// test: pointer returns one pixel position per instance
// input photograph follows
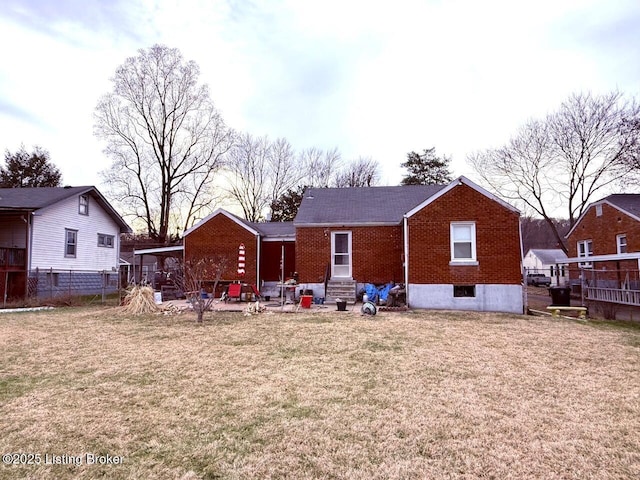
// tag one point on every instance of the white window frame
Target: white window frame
(83, 204)
(621, 246)
(68, 243)
(106, 241)
(472, 228)
(587, 251)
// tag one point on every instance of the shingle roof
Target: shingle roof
(275, 229)
(365, 205)
(629, 202)
(550, 255)
(35, 198)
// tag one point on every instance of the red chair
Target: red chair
(234, 291)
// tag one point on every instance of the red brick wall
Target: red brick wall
(377, 253)
(497, 241)
(222, 236)
(602, 231)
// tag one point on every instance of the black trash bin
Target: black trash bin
(560, 296)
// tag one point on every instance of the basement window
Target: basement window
(464, 290)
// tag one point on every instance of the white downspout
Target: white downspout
(406, 258)
(258, 286)
(525, 298)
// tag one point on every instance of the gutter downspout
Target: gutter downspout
(29, 217)
(525, 299)
(406, 258)
(258, 286)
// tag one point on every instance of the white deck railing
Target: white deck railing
(614, 295)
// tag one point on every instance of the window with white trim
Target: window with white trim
(463, 242)
(621, 242)
(464, 290)
(585, 249)
(71, 242)
(83, 205)
(105, 240)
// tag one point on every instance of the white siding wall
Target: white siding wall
(489, 298)
(49, 226)
(13, 233)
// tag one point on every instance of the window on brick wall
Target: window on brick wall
(621, 241)
(464, 290)
(585, 249)
(463, 242)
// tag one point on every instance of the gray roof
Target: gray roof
(365, 205)
(35, 198)
(548, 256)
(629, 202)
(275, 229)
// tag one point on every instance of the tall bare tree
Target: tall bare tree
(565, 160)
(363, 172)
(165, 137)
(320, 166)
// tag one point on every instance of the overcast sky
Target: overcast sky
(375, 79)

□ □ □ □ □ □ □

Stated task: Rewrite the stretch of the records from the line containing "the white siding wall" through the end of the records, keeping every line and raising each number in the point coordinates by 108.

Result of this exercise:
// tag one point on every instance of the white siding wall
Target: white siding wall
(597, 406)
(157, 334)
(121, 341)
// tag one point on every instance of the window on brick wall
Target: window on brick wall
(729, 349)
(572, 398)
(693, 357)
(571, 350)
// tag one point on every instance of the gray roof
Target: gray roof
(473, 313)
(143, 306)
(656, 364)
(737, 310)
(383, 337)
// tag one point on every instance of the tall bare tree
Target: tall bare tree
(673, 268)
(471, 280)
(273, 245)
(428, 274)
// tag one point on every instance of the overcast sky
Target: overcast sky
(483, 187)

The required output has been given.